━━ DATA TO PROCESS ━━

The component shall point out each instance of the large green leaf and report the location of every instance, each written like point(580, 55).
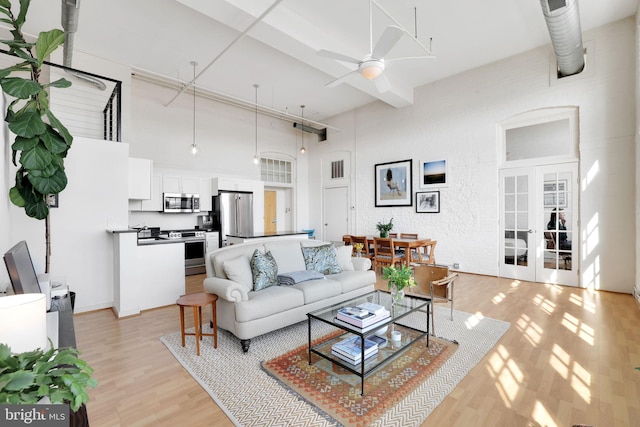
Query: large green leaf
point(36, 158)
point(53, 141)
point(20, 380)
point(61, 129)
point(48, 41)
point(61, 83)
point(19, 87)
point(24, 143)
point(27, 124)
point(53, 184)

━━━

_TASK PROMPT_. Set down the data above verbatim, omitting every image.

_REPLY_.
The component shall point out each instance of the large green leaf and report the location of every instance, each written like point(580, 55).
Query: large green leaf
point(36, 158)
point(53, 141)
point(20, 380)
point(61, 129)
point(48, 41)
point(61, 83)
point(19, 87)
point(24, 143)
point(27, 124)
point(53, 184)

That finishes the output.